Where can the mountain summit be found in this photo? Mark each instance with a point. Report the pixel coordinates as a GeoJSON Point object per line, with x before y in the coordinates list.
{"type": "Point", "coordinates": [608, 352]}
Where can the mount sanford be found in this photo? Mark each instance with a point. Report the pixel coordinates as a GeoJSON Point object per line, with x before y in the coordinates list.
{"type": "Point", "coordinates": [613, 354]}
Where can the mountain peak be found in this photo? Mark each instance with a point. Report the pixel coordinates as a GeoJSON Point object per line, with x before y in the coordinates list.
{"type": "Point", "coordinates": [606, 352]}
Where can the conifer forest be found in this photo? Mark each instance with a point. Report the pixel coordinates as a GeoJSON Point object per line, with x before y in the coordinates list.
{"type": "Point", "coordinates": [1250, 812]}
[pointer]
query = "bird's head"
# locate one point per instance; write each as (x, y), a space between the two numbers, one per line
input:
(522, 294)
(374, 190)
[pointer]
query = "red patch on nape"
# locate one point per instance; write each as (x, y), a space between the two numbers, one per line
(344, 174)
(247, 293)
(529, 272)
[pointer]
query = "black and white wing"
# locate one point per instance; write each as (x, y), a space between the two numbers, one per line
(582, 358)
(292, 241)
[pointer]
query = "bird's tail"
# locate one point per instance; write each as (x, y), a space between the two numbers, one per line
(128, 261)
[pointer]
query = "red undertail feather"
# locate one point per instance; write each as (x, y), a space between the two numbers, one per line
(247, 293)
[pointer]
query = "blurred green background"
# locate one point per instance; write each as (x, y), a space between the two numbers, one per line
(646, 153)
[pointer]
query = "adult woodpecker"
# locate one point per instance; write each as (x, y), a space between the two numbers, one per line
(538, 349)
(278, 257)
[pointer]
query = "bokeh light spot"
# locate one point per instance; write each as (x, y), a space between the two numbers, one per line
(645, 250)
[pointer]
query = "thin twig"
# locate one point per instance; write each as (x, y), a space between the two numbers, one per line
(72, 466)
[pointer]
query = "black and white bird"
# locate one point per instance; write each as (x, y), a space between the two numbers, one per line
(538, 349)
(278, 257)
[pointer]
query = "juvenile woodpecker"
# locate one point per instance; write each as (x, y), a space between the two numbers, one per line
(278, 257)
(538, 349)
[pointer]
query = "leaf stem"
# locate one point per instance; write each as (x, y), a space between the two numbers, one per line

WHAT YOU ARE ASKED TO DO =>
Every record in the material above should be set down exactly.

ANSWER =>
Where can the mountain summit be found in this photo? Mark each instance with a point. Report the pixel coordinates as a GeoJSON Point object per line, with x before y in the coordinates list.
{"type": "Point", "coordinates": [608, 352]}
Where can the mount sanford be found in this photo? Mark each instance with a point. Report the pixel coordinates as a GeoJSON Point object per line, with x before y in the coordinates list.
{"type": "Point", "coordinates": [613, 354]}
Where can the mountain peak be found in this photo? Mark each instance with a point. Report the pixel coordinates as a GeoJSON Point object per line, with x before y in the coordinates list.
{"type": "Point", "coordinates": [606, 352]}
Where can the conifer forest be found in this photo? Mark each instance with a point. Report the pixel coordinates as a GeoJSON Point object per line, with x before y in the coordinates list.
{"type": "Point", "coordinates": [1250, 812]}
[pointer]
query = "bird's head"
# locate one point per instance; write each as (x, y), a space between the two numbers, one per line
input:
(522, 294)
(374, 190)
[pointer]
query = "red patch on nape"
# locate one point per instance; write each as (x, y), a space between the two numbers, one per line
(344, 174)
(247, 293)
(529, 272)
[pointer]
query = "black and white wing"
# locate one point per instance; write each as (x, y), a space between the two numbers, one per line
(582, 358)
(292, 241)
[pointer]
query = "bird's tail"
# locate one point per instance; write each as (x, y), a space between the two numbers, one per line
(128, 261)
[pointer]
query = "red undertail feather"
# locate one point per instance; write each as (x, y), a space between the two numbers, one per line
(247, 293)
[pointer]
query = "blurred green background"
# locate one point per instance; write each as (x, y), a space between the two numbers, one per line
(646, 153)
[pointer]
query = "adult woodpecker"
# locate one point per instance; write each as (x, y), a space between the two numbers, one per line
(538, 349)
(278, 257)
[pointer]
query = "bokeh light spot"
# locate one point per instance; write each as (x, y), a space between the two numbers, one per line
(645, 250)
[pointer]
query = "thin twig"
# locate one point per instance; write each as (x, y), a space between the two numbers, one per line
(72, 466)
[pointer]
query = "black and white bird"
# locate one point per instance; write each as (x, y), a space between the two numbers, one per line
(538, 349)
(278, 257)
[pointer]
query = "juvenile woodpecker"
# locate one point per instance; write each as (x, y), a space between the two numbers, one per line
(278, 257)
(538, 349)
[pointer]
query = "leaf stem"
# locate one point per instance; write each as (x, y), a space between the two numbers, one per line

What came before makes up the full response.